**SEITENTEXT:**
Und welche Haltung sollen wir gegen Weltleute einnehmen? Da sind zunächst die politischen Fragen, die viele leidenschaftlich erregen. In der gegenwärtigen Stunde gibt es für uns keine andere Politik als die unseres Herrn: wer nicht für mich ist, der ist wider mich. Die Staatsmänner der Welt sind gern bereit, mit jeder Art von Regierung zu verhandeln, ob Präsident der Republik oder König von Italien, vorausgesetzt, er ist Jude oder Freimaurer. Gewiss kann man eine Vorliebe für diese oder jene Regierung haben, weil sie die Rechte der Religion achtet. Doch was uns betrifft, so lassen wir uns in keinerlei Diskussion ein. Ich wünsche sehr, dass man überhaupt keine Zeitung liest, es ist verlorene Zeit.

Die Politik lassen wir also ganz aus dem Spiel. Damit soll nicht gesagt sein, wir sollen zu allem, was geschieht, „Ja“ und „Amen“ sagen. Durchaus nicht. Es geschehen zurzeit Dinge von unglaublicher Heimtücke. Man stimmt augenblicklich über ein Gesetz ab, das die Arbeitgeber verpflichtet, einen beliebigen Tag als freien Tag zu bestimmen, während ehedem das Sonntagsgebot Landesgesetz war. Man ersetzt es durch den Willen des Fabrikherrn – eine böse Sache. Beten wir, dass Gott dies alles nicht zulässt. Wenn wir gute Ordensleute sind, ziehen wir Gottes Segen auf Land und Volk herab und wirken mehr Gutes als wenn wir Zeitungen schrieben oder läsen. Sehen wir all diese Fragen im Lichte des Glaubens.

Nun zu einem anderen Thema. Seht nur, mit welcher Schlichtheit, Natürlichkeit und welchem Wirklichkeitssinn die Gute Mutter den tiefen Sinn der Berufs- und Alltagslebens der Weltmenschen erfasst hat. Sie verstand die Lebensweise der Kaufleute ebenso gut wie der Geschäftsleute, der Verheirateten wie der Studierenden. Jeden sah und nahm sie in seinem individuellen Beruf in einer Art Gesamtschau.

**BEREITGESTELLTE EINTRÄGE:**
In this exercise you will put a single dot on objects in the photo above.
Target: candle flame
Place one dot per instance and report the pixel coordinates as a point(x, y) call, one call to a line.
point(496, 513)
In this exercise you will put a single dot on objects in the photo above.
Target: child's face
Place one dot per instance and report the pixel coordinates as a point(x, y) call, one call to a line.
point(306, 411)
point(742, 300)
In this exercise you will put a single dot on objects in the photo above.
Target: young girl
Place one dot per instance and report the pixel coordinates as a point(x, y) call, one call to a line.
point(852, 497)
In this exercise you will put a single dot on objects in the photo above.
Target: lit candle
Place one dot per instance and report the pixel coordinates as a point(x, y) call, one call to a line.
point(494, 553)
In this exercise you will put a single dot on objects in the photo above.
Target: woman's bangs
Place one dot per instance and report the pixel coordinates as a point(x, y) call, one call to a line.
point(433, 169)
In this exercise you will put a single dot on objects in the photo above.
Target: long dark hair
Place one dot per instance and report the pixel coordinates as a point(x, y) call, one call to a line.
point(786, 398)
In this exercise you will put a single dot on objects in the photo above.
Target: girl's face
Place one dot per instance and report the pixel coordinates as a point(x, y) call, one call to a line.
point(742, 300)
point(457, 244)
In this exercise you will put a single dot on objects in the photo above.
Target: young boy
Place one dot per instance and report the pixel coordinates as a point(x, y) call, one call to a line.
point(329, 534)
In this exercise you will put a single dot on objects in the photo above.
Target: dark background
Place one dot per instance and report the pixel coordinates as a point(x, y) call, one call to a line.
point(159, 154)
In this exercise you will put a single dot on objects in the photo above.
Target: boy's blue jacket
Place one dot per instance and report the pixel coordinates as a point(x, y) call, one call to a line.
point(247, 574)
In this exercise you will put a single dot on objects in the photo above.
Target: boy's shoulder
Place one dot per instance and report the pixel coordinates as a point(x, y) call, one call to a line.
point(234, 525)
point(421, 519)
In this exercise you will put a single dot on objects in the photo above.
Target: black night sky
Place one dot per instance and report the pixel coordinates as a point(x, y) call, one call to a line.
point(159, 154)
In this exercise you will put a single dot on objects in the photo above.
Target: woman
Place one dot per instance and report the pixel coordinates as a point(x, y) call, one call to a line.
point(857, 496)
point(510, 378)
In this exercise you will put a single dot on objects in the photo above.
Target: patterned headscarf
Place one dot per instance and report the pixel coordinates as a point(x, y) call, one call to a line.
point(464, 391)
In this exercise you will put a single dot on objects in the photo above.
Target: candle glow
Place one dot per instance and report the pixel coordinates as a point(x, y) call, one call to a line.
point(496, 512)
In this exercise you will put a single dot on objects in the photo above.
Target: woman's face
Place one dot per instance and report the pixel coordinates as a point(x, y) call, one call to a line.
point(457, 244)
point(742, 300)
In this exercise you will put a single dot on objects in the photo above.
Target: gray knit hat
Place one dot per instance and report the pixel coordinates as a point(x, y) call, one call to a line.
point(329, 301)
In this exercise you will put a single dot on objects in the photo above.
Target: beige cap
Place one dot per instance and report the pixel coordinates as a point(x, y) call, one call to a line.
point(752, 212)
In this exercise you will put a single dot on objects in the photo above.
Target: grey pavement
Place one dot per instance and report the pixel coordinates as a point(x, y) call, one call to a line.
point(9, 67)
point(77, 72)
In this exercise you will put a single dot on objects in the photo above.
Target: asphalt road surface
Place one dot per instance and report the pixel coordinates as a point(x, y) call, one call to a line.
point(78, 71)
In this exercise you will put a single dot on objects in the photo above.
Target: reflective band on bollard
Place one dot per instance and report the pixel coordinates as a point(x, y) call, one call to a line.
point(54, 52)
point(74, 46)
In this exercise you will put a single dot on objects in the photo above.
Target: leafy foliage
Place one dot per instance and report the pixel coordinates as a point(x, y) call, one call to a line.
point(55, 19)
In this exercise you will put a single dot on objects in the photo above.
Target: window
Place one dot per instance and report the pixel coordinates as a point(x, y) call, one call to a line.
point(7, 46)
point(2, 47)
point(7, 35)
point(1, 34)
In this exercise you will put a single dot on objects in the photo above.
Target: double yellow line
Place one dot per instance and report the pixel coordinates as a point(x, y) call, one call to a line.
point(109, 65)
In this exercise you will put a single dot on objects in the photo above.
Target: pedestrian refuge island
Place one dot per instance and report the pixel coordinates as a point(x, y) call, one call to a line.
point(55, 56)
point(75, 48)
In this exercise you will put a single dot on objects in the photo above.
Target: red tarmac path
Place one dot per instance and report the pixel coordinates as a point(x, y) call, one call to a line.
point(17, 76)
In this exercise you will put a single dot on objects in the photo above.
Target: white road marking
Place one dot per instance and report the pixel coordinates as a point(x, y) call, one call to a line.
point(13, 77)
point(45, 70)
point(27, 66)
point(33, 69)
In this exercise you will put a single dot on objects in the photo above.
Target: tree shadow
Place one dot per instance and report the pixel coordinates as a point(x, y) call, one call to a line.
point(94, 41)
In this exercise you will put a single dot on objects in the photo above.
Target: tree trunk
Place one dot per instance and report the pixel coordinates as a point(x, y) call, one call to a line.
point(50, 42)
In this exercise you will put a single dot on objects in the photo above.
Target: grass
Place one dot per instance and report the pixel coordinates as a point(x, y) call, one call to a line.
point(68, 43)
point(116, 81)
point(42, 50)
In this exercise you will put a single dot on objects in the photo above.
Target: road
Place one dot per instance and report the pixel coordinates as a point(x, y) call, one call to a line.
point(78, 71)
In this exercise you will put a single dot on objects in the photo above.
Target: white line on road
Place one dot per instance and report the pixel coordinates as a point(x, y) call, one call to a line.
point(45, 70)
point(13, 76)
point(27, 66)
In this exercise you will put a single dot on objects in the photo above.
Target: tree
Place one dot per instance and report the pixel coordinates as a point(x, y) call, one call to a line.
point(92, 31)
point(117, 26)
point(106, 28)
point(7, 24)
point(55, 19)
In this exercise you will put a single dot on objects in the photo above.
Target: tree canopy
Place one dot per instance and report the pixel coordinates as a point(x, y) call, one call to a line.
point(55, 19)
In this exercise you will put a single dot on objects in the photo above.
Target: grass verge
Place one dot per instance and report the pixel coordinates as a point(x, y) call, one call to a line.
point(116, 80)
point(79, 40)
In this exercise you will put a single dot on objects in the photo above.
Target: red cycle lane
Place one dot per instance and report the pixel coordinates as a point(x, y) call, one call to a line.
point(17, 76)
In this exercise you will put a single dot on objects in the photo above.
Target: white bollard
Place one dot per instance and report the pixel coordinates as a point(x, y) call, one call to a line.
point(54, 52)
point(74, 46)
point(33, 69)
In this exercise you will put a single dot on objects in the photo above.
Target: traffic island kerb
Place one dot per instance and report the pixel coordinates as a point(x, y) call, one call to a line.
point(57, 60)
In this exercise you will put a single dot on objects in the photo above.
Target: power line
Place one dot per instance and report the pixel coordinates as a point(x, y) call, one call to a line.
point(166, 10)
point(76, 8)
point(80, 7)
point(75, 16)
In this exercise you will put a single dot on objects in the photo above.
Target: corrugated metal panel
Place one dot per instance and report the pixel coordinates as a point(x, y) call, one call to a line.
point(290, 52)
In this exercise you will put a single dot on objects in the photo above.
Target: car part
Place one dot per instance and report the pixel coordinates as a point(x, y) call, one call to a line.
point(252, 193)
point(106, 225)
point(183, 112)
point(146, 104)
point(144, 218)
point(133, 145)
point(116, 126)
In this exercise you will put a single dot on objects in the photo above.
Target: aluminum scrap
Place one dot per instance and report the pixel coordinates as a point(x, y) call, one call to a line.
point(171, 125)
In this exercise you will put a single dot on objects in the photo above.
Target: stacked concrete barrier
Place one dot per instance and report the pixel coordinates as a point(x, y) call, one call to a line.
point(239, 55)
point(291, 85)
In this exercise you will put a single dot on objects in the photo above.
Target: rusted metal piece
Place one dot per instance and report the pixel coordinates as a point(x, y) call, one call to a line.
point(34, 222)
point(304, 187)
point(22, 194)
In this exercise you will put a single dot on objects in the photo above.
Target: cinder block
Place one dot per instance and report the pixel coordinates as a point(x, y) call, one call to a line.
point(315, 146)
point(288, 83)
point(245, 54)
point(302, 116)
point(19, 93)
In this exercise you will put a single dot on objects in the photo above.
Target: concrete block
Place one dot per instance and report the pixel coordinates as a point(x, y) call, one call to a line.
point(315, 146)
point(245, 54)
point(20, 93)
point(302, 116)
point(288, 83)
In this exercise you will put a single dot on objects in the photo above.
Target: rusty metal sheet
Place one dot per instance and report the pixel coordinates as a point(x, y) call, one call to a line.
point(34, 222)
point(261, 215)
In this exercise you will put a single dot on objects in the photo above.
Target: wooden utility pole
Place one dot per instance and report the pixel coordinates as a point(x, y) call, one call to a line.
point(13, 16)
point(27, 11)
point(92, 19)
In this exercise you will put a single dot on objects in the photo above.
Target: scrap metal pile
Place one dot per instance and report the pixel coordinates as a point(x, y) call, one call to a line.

**IHRE ARBEITSAUFTRÄGE:**
1. Geben Sie den Inhalt des Textes über die Haltung gegenüber Weltleuten in genau drei Sätzen wieder.
2. Übertragen Sie folgenden Satz aus dem Text über die Haltung gegenüber Weltleuten ins Englische: „Wenn wir gute Ordensleute sind, ziehen wir Gottes Segen auf Land und Volk herab und wirken mehr Gutes als wenn wir Zeitungen schrieben oder läsen.“
3. Führen Sie den Text über die Haltung gegenüber Weltleuten im Anschluss an seinen letzten Satz weiter.

**LÖSUNGEN:**
1. Der Text lehnt jede Beteiligung an politischen Diskussionen ab und bezeichnet das Zeitunglesen als verlorene Zeit, ohne dass man deshalb zu allem „Ja“ und „Amen“ sagen soll. Als Beispiel für Heimtücke nennt er ein Gesetz, das das Sonntagsgebot durch einen vom Fabrikherrn bestimmten freien Tag ersetzt, und empfiehlt dagegen Gebet, ein gutes Ordensleben und den Blick im Lichte des Glaubens. Zuletzt hebt er hervor, dass die Gute Mutter das Berufs- und Alltagsleben der Weltmenschen schlicht und wirklichkeitsnah in einer Art Gesamtschau erfasste.

2. If we are good religious, we draw down God's blessing upon the country and the people and do more good than if we wrote or read newspapers.

3.
Darum lehrte sie, dass man in jedem Beruf das Christentum nicht bloß praktizieren, sondern dass man darin sogar zu hoher Vollkommenheit gelangen könne. Gewiss ist die Vollkommenheit im Ordensstande leichter zu erringen, aber die anderen Berufe müssen durchaus keine Hindernisse zu diesem Höhenweg sein. So hegte die Gute Mutter z.B. große Wertschätzung für die Behörden, weil sie die Gerechtigkeit verbürgen. Für die Soldaten, weil sie das Vaterland schützen. Für die Kaufleute, weil sie die von Gott geschaffenen Dinge verwerten. Für die Handwerker, weil sie schwer arbeiten im Dienst der Mitmenschen. In all diesen verschiedenen Lebensständen sah sie ein kostbares Mittel der Heiligung, gab allen die treffendsten Ratschläge für ihr Berufsleben und warb für die Hochachtung vor jedem Beruf. In dieser Haltung wollen auch wir jedermann begegnen. Öffnen wir den Menschen das Verständnis dafür, dass man in jeder Lebenslage, bei jedem Schicksalsschlag sehr wohl zur Heiligung gelangen kann. Erteilen wir ihnen diesen lebensnahen Unterricht, dann wird ihnen der tiefe Sinn des göttlichen Willens aufgehen und sie werden mit größerer Fröhlichkeit und stärkerem Mut ihren Weg gehen.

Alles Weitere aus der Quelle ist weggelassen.